Buraya birçok Türkmen yerleşmişti. Süleyman Şah bunların arasında uzun müddet yaşadı. Alpaslan, ölüp yerine oğlu Melikşah geçince; Urfa'da sürgün olan Süleymanı komutan yaparak, Kızılırmak'tan öte, Batı Anadolu'nun alınması işinde görevlendirdi (1074). Kudretli ve cesur Süleyman Şah büyük bir Selçuklu ordusu ile Bizansın dağınık kuvvetlerini yene yene Marmara'ya doğru Anadolu'nun fethini tamamladı. Süleyman Şah maiyetindeki Artuk, Tutuk, Saltuk, Danişmend Gazi gibi kudretli komutanlar sayesinde zaferden zafere koştu. Anadolu'da bulunan Bizans komutanları birbiriyle uğraşıyorlar, ahlakları bozulmuş, vicdanlarındaki vatan sevgisi sönmüştü. Selçuklular Orta Anadolu'dan Batıya doğru ilerleyip İznik önlerine dayandılar. Bunu duyan Bizans İmparatoru Romenos Diyojenes'in kardeşi ve Prens Konstantin ile İsakios idaresinde bir orduyu Anadolu'ya gönderdi. Bu ordu, Antakya önlerinde Süleyman Şah tarafından bozguna uğratıldı Konstantin öldü, diğeri de esir edildi (1075). Süleyman Şah'ın kardeşi Mansur da Ege Bölgesine doğru ilerlemeye başladı. Süleyman Şah, bu zaferden sonra İznik şehrini fethetti. Süleyman Şah, daha sonra Edincik'i alarak Bizans'ı tehdide başladı. Fakat Bizans'da saltanat kavgaları devam ediyor, Süleyman Şahtan yardım istiyordu. Süleyman Şah, İzmit'i de ele geçirince, Selçuklu askerleri Üsküdar'a kadar gelerek, İstanbul'un ihtişamlı manzarasını seyre daldılar. Çanakkale ve İstanbul boğazlarına Türkler hakim oldular. Süleyman Şah, Batı Anadolunun fatihi olmuştu. Hıristiyan halka çok iyi muamele ettiğinden, onları idaresine ısındırdı. Mal ve canlarını bağışladı. Süleyman Şah 100.000 Türkmen hane halkını fethettiği yerlere yerleştirdi. Batı Anadolu da böylece Türkleştirilmiş oldu.
Süleyman Şah'ın birdenbire kardeşi Mansur Beyle arası açıldı. Mansur büyük Sultan'dan ayrılıp, Anadolu'da bir devlet kurmak istiyordu. Süleyman Şah, kardeşini bu işten vazgeçirmek istedi. Çünkü bu yüzden Anadolu'nun birliği bozulabilirdi. Mansur dinlemeyince bu meseleyi Melikşah'a bildirdi. Sultan, Süleyman Şah'ı çok seviyordu. Emir Porsuk ile büyük bir orduyu İznik'e gönderdi. Emir Porsuk ile Süleyman orduları birleşerek, Mansur'un üzerine yürüdüler. Nihayet Mansur yenildi Kendisi de öldürüldü.

• • • •

- _Yapılacak İşler_:
**1.** Süleyman Şah metnine göre Melikşah, Süleyman Şah'ı Batı Anadolu'nun alınması işinde hangi yıl görevlendirdi?
**2.** Süleyman Şah metnini "Süleyman Şah'ın birdenbire" ifadesinden "Kendisi de öldürüldü." ifadesine kadar, "Emir Porsuk" yerine "Komutan Porsuk" koyarak yeniden yazar mısın?
**3.** Süleyman Şah metnini son cümlesinden sonra gelecek bölümü yazarak sürdürür müsün?
Kayıtlar başka bir kaynaktan alınmıştır.

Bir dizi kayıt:

• • • •

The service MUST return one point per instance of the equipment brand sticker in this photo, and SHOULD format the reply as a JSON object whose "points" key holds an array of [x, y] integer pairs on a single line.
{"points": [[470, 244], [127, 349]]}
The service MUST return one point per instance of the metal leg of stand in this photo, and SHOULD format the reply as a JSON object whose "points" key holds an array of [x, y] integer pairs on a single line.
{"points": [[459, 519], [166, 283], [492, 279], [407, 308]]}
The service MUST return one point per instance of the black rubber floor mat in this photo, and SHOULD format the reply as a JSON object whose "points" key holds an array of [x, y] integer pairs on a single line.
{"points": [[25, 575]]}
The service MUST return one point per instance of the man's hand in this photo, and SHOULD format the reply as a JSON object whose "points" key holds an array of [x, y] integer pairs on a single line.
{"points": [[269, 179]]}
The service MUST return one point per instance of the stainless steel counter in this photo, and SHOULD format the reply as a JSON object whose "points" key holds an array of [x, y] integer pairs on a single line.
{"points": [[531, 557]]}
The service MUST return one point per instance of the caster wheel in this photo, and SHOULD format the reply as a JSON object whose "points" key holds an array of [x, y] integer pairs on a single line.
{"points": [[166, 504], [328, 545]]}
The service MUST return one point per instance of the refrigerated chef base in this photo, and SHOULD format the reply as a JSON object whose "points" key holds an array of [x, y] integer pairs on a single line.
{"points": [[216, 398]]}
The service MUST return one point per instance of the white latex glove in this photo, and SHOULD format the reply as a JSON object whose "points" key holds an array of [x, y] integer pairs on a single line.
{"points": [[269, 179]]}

• • • •

- _Sonuçlar_:
**1.** 1074 yılında.

**2.**
Süleyman Şah'ın birdenbire kardeşi Mansur Beyle arası açıldı. Mansur büyük Sultan'dan ayrılıp, Anadolu'da bir devlet kurmak istiyordu. Süleyman Şah, kardeşini bu işten vazgeçirmek istedi. Çünkü bu yüzden Anadolu'nun birliği bozulabilirdi. Mansur dinlemeyince bu meseleyi Melikşah'a bildirdi. Sultan, Süleyman Şah'ı çok seviyordu. Komutan Porsuk ile büyük bir orduyu İznik'e gönderdi. Komutan Porsuk ile Süleyman orduları birleşerek, Mansur'un üzerine yürüdüler. Nihayet Mansur yenildi Kendisi de öldürüldü.

**3.**
SÜLEYMAN'IN HAN OLUŞU
Kutalmış oğlu Süleyman'ın Anadolu'daki başarılarından memnun olan Sultan Melikşah, Süleyman'a bir ferman göndererek ona «Sultan» ünvanını verdi (1077). Bu suretle «Anadolu Selçuklu Devleti» kurulmuş oldu. İznik şehri de, bu yeni devletin başkenti oldu.
O gün, İznik en büyük bayramını yaşadı. Türkmenler başlarında beyler olduğu halde İznik şehrini doldurdu. Kutalmış'ın oğlu Süleyman Şah'ı Han seçmek üzere toplandılar. Oğuz töresince onu dokuz defa havaya kaldırıp önünde kımız içtiler. Onu Han tanıdıklarına and içtiler. Bütün beyler ona biat ettiler.
O gün bir sölen yapıldı. Tuğlar ve bayraklar dikildi. Davullar çalındı, yemekler yenildi, kımızlar içildi, Oğuzlar sazlarıyla Oğuz nameden parçalar okudular. Horasan elinde kurulmuş olan Büyük Selçuklu Devletinden sonra bu kez Anadolu'da yeni bir devlet kurulmuş oldu. Cihan tarihine yeni bir sahife daha açılmıştı.
Anadolu'da yeni bir müslüman devletinin kurulduğunu duyan Abbasi Halifesi Süleyman Şah'a bir menşur göndererek ona (Sultan) unvanını verdi. Ona İmparator diye hitabetti. O, «Sultan, Şah, Han» unvanlarıyla yadedildi. Batı Anadolu'nun fatihi olduğu için de «Gazi» diye anıldı. Süleyman Şah, Anadolu Selçuklu Devletinin kurucusu ve birinci hükümdarı oldu. Onu çekemiyen bazı komutanlar İznik'i terk ettiler. Suriye'de melik bulunan, Melikşah'ın kardeşi «Tutuş» un yanına gittiler.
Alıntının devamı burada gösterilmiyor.